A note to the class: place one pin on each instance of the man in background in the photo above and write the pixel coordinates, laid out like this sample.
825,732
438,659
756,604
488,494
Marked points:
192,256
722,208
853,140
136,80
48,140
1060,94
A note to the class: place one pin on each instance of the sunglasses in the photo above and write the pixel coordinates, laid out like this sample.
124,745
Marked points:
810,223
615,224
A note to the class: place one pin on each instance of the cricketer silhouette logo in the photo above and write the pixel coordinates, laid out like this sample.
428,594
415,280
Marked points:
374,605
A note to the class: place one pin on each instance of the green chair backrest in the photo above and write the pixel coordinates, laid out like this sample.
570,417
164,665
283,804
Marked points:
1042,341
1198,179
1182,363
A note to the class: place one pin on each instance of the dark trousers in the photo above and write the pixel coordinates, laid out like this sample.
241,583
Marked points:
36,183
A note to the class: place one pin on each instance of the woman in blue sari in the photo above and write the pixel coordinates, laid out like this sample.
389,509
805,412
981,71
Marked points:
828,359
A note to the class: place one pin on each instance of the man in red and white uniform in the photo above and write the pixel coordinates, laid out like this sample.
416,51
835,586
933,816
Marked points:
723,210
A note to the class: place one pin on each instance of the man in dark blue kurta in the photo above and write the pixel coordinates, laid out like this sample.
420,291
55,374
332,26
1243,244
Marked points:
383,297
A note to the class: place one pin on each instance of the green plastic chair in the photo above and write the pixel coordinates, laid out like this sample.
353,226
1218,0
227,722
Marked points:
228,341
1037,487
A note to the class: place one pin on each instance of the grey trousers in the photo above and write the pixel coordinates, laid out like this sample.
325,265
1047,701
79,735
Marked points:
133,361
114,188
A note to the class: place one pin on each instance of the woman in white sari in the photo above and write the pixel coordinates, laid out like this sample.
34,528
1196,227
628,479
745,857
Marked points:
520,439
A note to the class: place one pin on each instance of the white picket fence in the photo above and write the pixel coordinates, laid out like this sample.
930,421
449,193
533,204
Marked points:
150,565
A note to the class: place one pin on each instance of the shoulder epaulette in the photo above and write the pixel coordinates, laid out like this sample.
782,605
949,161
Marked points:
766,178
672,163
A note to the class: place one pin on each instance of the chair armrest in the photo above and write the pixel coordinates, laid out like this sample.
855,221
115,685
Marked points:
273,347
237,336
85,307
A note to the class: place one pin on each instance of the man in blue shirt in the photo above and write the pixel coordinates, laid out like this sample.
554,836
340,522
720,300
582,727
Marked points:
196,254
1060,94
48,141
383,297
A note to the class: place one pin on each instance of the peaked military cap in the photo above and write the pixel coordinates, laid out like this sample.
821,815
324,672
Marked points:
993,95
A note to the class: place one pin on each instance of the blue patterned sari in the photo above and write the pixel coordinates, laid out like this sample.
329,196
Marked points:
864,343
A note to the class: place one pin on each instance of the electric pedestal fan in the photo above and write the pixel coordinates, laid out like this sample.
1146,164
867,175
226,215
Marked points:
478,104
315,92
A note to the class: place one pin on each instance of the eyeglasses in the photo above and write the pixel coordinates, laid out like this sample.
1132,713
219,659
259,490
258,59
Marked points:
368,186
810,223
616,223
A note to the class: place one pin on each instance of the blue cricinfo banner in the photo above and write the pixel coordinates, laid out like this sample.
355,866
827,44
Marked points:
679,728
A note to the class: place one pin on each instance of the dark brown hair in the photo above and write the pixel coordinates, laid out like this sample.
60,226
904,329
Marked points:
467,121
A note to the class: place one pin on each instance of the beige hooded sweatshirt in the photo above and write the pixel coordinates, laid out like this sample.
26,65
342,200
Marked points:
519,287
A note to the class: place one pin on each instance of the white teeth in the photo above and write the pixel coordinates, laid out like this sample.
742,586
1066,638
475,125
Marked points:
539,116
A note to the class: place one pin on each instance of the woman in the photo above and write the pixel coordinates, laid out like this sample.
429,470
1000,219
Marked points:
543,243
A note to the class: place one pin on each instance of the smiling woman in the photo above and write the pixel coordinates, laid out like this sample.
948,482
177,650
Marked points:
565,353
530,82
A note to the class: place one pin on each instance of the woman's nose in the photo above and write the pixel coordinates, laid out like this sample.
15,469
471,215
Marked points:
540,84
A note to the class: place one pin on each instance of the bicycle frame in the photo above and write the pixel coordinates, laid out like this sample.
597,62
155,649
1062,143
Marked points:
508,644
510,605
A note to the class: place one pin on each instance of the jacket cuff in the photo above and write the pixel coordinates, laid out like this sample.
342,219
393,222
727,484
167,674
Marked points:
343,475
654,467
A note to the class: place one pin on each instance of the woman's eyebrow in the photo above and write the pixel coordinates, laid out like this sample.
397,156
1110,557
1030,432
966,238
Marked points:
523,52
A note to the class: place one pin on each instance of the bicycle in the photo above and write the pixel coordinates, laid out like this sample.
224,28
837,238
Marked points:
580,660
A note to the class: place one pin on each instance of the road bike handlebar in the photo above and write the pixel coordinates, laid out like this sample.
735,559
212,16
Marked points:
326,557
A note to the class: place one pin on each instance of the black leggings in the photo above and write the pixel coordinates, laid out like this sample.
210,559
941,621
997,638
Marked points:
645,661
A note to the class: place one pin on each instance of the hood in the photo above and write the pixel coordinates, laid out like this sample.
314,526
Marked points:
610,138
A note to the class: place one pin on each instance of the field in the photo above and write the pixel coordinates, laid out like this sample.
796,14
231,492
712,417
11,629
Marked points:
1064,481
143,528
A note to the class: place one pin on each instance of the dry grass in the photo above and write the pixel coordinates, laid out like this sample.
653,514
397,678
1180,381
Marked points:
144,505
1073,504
-*-*-
*What is needed*. Quote only the lines from the one containing "the woman's eyebrow" through the final line of the records, with both ends included.

*Right answer*.
A note to the class: place one pin on each instance of the woman's eyebrow in the photo above and write the pixel coordinates, laid out like this sample.
397,156
1110,557
1030,432
966,238
Marked points:
523,52
A note to the class: place one pin on each instance of the bicycle in the photo above and write the pixel coordinates, laid out like this sample.
224,28
837,238
Marked points:
580,660
A note to the class: place one pin on each instance of the road bike handlebar in the photo above and write the pixel coordinates, laid out like this sample.
735,559
212,16
Marked points:
326,557
A note to the class: place one pin on each instance of the black leggings in the photo above and write the pixel coordinates, laid out like this sample.
210,559
941,621
997,638
Marked points:
645,661
A note to the class: place one pin on each instance of the hood in the photo above and write the pixel coordinates, laid out like this sample.
314,526
Marked points:
610,138
A note to the class: place one pin on each instance of the field in the photo above and write the pixel coordinates, laid out like this sample.
796,14
231,492
712,417
11,629
Marked points:
1064,481
143,528
A note to the class: place one pin on each instance of the dry grass in the photo above and write the pixel coordinates, laid out like this sample.
653,514
397,678
1180,381
Marked points:
144,505
1073,504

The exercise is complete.